AIM OF THE TASK:
Output each record exactly, excluding pictures.

------------------------

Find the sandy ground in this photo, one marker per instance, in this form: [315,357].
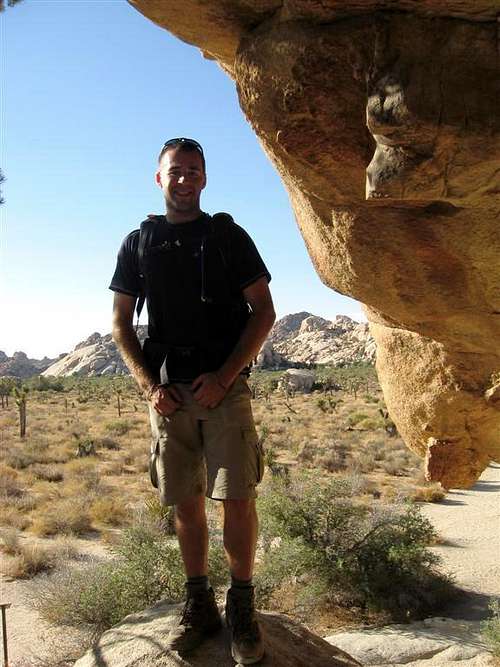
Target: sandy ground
[468,523]
[30,639]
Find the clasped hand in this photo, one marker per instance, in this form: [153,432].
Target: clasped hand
[207,389]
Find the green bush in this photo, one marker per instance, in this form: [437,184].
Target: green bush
[118,427]
[147,568]
[490,628]
[356,417]
[374,559]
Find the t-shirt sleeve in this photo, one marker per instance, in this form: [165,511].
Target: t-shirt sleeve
[126,276]
[247,264]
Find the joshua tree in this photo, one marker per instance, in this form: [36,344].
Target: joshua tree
[117,390]
[10,3]
[6,386]
[21,395]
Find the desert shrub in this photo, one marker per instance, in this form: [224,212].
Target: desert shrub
[147,567]
[370,424]
[84,471]
[378,449]
[366,462]
[19,459]
[332,461]
[118,426]
[377,559]
[109,510]
[13,517]
[270,457]
[307,452]
[490,629]
[48,473]
[67,516]
[10,541]
[10,484]
[395,464]
[356,417]
[161,516]
[428,494]
[29,559]
[107,443]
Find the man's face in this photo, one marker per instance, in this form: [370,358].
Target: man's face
[182,178]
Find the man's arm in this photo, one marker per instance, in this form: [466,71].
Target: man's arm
[165,401]
[210,388]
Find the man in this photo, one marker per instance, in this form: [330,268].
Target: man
[209,310]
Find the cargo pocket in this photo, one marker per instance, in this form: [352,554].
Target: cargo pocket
[153,462]
[252,440]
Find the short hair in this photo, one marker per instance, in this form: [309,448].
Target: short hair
[184,145]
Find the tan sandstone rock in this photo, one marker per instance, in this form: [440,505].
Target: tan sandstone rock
[381,117]
[140,640]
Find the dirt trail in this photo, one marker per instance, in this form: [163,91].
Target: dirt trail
[468,522]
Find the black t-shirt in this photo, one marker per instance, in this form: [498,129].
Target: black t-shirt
[180,317]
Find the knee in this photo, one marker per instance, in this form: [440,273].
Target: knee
[240,508]
[191,510]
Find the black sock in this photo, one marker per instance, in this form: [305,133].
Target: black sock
[197,584]
[241,584]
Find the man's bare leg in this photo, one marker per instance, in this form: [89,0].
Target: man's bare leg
[240,536]
[240,539]
[200,617]
[192,533]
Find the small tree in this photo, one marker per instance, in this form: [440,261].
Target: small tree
[118,390]
[21,395]
[6,386]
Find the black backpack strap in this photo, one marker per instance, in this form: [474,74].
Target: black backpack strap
[146,231]
[220,222]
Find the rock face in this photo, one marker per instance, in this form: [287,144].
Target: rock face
[434,642]
[295,338]
[97,355]
[382,119]
[140,640]
[306,338]
[296,379]
[20,366]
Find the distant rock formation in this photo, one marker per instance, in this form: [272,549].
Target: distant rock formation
[296,380]
[141,639]
[20,366]
[306,338]
[300,338]
[97,355]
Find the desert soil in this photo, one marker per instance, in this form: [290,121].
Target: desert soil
[468,523]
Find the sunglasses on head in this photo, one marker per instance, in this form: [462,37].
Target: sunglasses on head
[182,141]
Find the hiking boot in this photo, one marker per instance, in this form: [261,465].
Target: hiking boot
[247,646]
[200,619]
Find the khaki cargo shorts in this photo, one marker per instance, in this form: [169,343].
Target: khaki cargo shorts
[215,451]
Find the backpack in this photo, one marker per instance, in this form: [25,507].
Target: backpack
[216,225]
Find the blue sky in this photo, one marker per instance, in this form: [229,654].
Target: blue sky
[90,91]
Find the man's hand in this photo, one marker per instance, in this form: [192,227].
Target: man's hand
[165,400]
[208,390]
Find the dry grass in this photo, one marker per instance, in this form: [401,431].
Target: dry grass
[110,511]
[45,488]
[67,516]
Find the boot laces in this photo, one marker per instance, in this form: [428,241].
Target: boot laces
[193,610]
[244,623]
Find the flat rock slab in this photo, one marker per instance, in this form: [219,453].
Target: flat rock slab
[140,640]
[436,642]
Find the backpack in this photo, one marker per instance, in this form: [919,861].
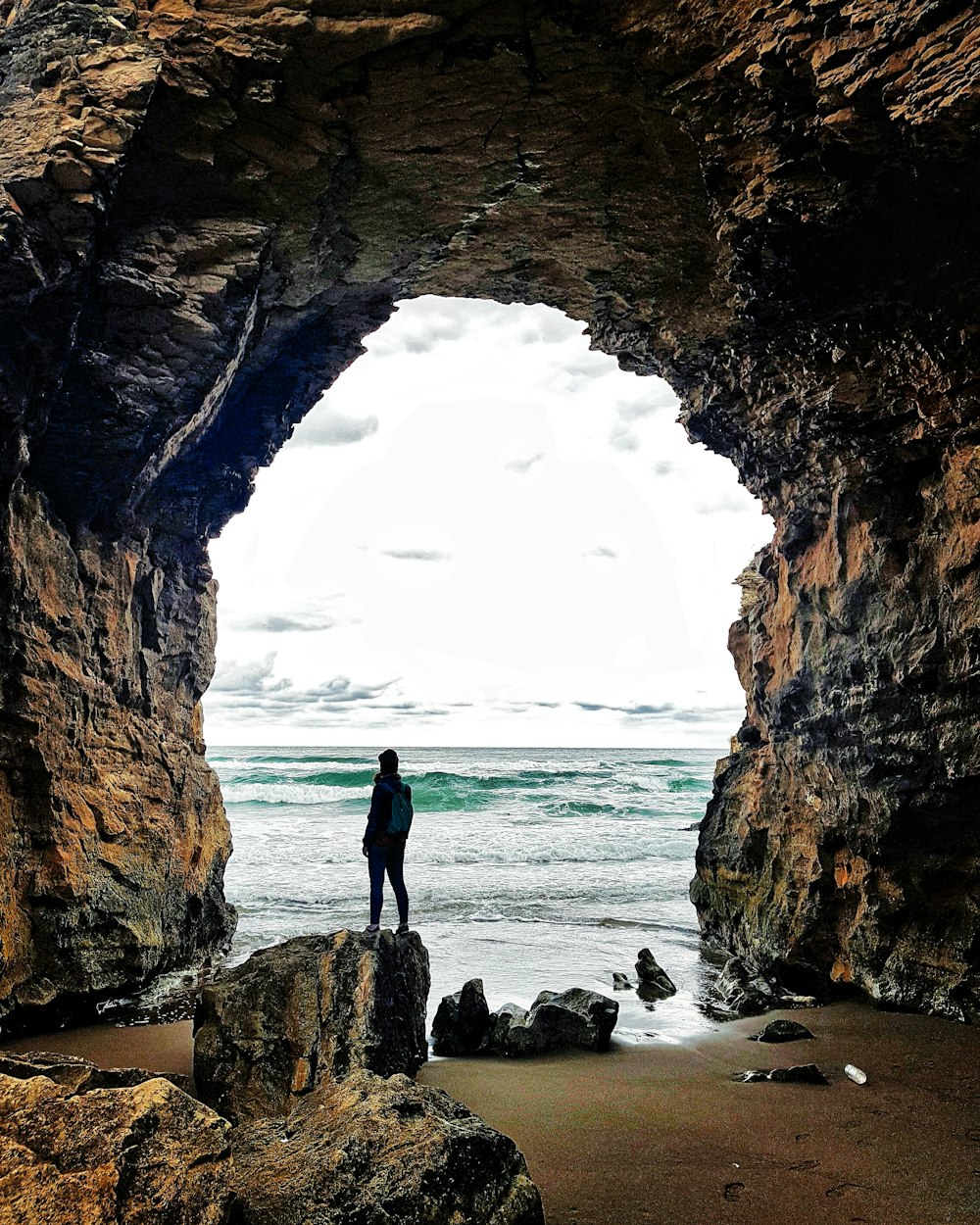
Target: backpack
[401,809]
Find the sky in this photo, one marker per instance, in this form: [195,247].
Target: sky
[484,534]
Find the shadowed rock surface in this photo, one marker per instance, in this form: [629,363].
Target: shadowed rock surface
[782,1032]
[655,981]
[314,1008]
[108,1148]
[800,1073]
[378,1151]
[462,1020]
[205,210]
[554,1022]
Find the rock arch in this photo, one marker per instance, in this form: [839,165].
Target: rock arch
[207,204]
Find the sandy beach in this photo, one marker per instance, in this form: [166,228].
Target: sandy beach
[650,1135]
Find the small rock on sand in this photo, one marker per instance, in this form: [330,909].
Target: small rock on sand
[782,1032]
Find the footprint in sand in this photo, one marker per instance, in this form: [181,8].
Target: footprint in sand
[842,1189]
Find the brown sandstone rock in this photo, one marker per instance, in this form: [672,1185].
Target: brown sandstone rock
[145,1154]
[312,1009]
[375,1151]
[205,210]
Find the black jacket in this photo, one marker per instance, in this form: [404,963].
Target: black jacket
[376,834]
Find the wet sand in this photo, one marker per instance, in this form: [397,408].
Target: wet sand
[661,1136]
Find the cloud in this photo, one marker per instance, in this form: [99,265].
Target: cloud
[432,321]
[244,679]
[635,410]
[275,623]
[523,465]
[416,554]
[331,429]
[665,710]
[729,503]
[249,692]
[623,439]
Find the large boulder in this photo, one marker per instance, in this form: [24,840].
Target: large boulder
[372,1151]
[312,1009]
[107,1148]
[462,1020]
[555,1022]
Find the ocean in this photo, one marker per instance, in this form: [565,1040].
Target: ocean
[528,868]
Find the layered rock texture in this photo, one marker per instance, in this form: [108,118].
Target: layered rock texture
[108,1148]
[206,206]
[312,1009]
[318,1137]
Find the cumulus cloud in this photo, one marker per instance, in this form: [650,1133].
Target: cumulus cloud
[623,439]
[416,554]
[664,710]
[733,501]
[272,622]
[522,466]
[432,321]
[324,427]
[248,691]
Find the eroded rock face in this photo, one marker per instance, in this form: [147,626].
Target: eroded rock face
[136,1152]
[205,209]
[312,1009]
[378,1150]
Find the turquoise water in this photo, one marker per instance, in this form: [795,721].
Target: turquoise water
[529,868]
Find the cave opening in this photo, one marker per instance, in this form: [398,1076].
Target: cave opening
[493,548]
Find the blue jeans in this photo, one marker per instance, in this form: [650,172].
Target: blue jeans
[380,860]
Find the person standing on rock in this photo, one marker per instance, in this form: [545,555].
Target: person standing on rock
[388,822]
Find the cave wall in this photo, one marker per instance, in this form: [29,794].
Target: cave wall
[205,209]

------------------------

ANSWER FOR THE TASK:
Find the sandy ground in this photo, one marker per instance, in this form: [315,357].
Target: sandy ground
[468,523]
[30,639]
Find the clasped hand in this photo, one marker per instance, in this form: [153,432].
Target: clasped hand
[207,389]
Find the green bush in this photo, one marker per instance, in this form: [437,184].
Target: green bush
[118,427]
[147,568]
[490,628]
[356,417]
[374,559]
Find the t-shirt sleeve in this photo, one marker per instance, in this form: [165,511].
Target: t-shirt sleeve
[126,276]
[247,264]
Find the joshua tree in this photo, one marker per instance, in this form: [36,344].
Target: joshua tree
[117,390]
[10,3]
[6,386]
[21,395]
Find the desert shrub in this photo, one marker per instance, in this form: [224,212].
Target: desert shrub
[147,567]
[370,424]
[84,471]
[378,449]
[366,462]
[19,459]
[332,461]
[118,426]
[377,559]
[109,510]
[13,517]
[270,457]
[307,452]
[490,629]
[48,473]
[67,516]
[10,541]
[10,484]
[395,464]
[356,417]
[161,516]
[428,494]
[29,559]
[107,443]
Find the man's face in this photo, one marker per instance, in this form: [370,358].
Target: man's face
[182,178]
Find the man's arm in this photo, one marker per instance, in this form: [466,71].
Target: man's arm
[165,401]
[210,388]
Find the man in this photo, one marker per instance, in this form: [330,268].
Target: man
[209,310]
Find the cargo pocket in this photo, one marker per instance, in this form: [352,554].
Target: cargo pocket
[153,462]
[252,440]
Find the short hair in this photo, one marker per instance, in this form: [309,448].
Target: short hair
[184,145]
Find the tan sandstone rock in this photo, one marker per instance, in this form: [440,505].
Target: tan sandstone rock
[381,117]
[140,640]
Find the dirt trail in this photo, one marker per instance, in this form: [163,91].
Target: dirt trail
[468,522]
Find the black t-shirt in this photo, one marker per instance, in this form: [498,129].
Target: black t-shirt
[180,317]
Find the knee in this photo, one marker per instance, in this form: [440,273].
Target: knee
[240,508]
[191,510]
Find the black sock in this photo, one marker per instance, in this form: [305,133].
Target: black sock
[197,584]
[241,584]
Find the man's bare leg in this photo, one marker per instance, in this form: [89,0].
Target: man's bare leg
[240,536]
[240,539]
[200,617]
[192,533]
Find the small tree in this photo, one marker per instance, in this form: [440,261].
Target: small tree
[118,390]
[21,395]
[6,386]
Find the black backpack strap in this photo, one marker per instance, in this form: [474,74].
Target: black backpack strap
[146,231]
[220,222]
Find the rock face in this photo, one marker per instance, in this form: [287,144].
Target: rock face
[434,642]
[295,338]
[97,355]
[382,119]
[140,640]
[306,338]
[296,379]
[20,366]
Find the distant rock formation in this photo, one marker per instance, in this form: [272,549].
Target: distant rock formation
[296,380]
[141,639]
[20,366]
[306,338]
[300,338]
[97,355]
Find the desert soil in this photo, one marker per instance, in this form: [290,121].
Target: desert soil
[468,523]
Find the sunglasses on head in this photo, one marker per instance, in this form: [462,37].
Target: sunglasses on head
[182,141]
Find the hiking boot in this photo, one marker per instance, in this form: [261,465].
Target: hiking boot
[247,646]
[200,619]
Find the khaki cargo shorts in this photo, one marker per instance, in this form: [169,343].
Target: khaki cargo shorts
[215,451]
Find the backpack in this photo, one marker per instance, in this form: [25,507].
Target: backpack
[216,225]
Find the blue sky in this photo, one marker per instance, in this form: [229,654].
Target: blue sky
[90,91]
Find the man's hand in this photo, one marker per instance, in this form: [192,227].
Target: man's hand
[165,400]
[208,390]
Find the dry grass in this photo, one marker per instance, in this form: [401,431].
Target: dry grass
[110,511]
[45,488]
[67,516]
Find the boot laces in this photo, one marker per instance, in this form: [428,241].
Target: boot laces
[193,610]
[244,623]
Find the flat rock slab in this photo, one marker per instance, in this form: [219,453].
Target: flat rock slab
[140,640]
[436,642]
Find the backpack in this photo, one marker per instance, in this form: [919,861].
Target: backpack
[401,809]
Find the sky in this photo, one marker per instance, in this form: [195,247].
Target: sky
[484,534]
Find the shadowed rock surface in this photo, one marker per instance, in this form: [629,363].
Target: shadowed rock surface
[782,1032]
[655,981]
[314,1008]
[108,1148]
[800,1073]
[378,1151]
[462,1020]
[205,210]
[554,1022]
Find the rock arch in this photo, one marker per instance, in this form: [839,165].
Target: rock arch
[207,204]
Find the sandy beach in this photo, one marker per instance, in this form: [166,228].
Target: sandy beach
[650,1135]
Find the small rock on sand in this photo, one marker per instance, in this form: [330,909].
Target: small rock on sand
[782,1032]
Find the footprint in sand in this photo, one marker per instance, in this form: [181,8].
Target: footprint in sand
[842,1189]
Find the brown sandstone rock in this photo, one marker per instance, in this form: [672,1185].
Target: brown sandstone rock
[145,1154]
[312,1009]
[375,1151]
[205,210]
Find the black jacket in this photo, one marker per instance, in this form: [404,963].
Target: black jacket
[376,834]
Find the wet sand in this photo, one marker per instance, in this form: [397,408].
Target: wet sand
[661,1136]
Find the cloud in this photo, one marker per instance, in this form: [99,265].
Target: cloud
[432,321]
[244,679]
[635,410]
[275,623]
[523,465]
[416,554]
[331,429]
[665,710]
[729,503]
[249,692]
[623,439]
Find the large boulder in this photo, one marker per instance, in this form: [24,840].
Target: large boulder
[372,1151]
[312,1009]
[107,1148]
[462,1020]
[555,1022]
Find the ocean in this photo, one marker per instance, in this form: [565,1040].
Target: ocean
[528,868]
Find the layered rock texture in this photo, one marker per instance, in this form: [108,118].
Target: layered rock texture
[108,1148]
[206,206]
[312,1009]
[318,1137]
Find the cumulus cloud in this photo, one marker per instance, in this form: [650,1133].
Target: cumulus cloud
[623,439]
[416,554]
[664,710]
[733,501]
[272,622]
[522,466]
[432,321]
[324,427]
[248,691]
Find the eroded rock face in this photo, one marker per instance, in this form: [147,626].
Target: eroded rock face
[136,1152]
[205,209]
[312,1009]
[378,1150]
Find the turquoise water in this photo, one marker per instance, in this form: [795,721].
Target: turquoise water
[529,868]
Find the cave opening in this photo, one marker per instance, in this form: [398,1076].
Target: cave opening
[493,548]
Find the blue jeans in this photo, one marker per instance, in this form: [650,172].
Target: blue jeans
[380,860]
Find the person standing on rock in this photo, one marker per instance, in this form: [545,555].
Target: person standing on rock
[388,822]
Find the cave wall in this photo, one marker per instance, in this form: [29,794].
Target: cave wall
[205,209]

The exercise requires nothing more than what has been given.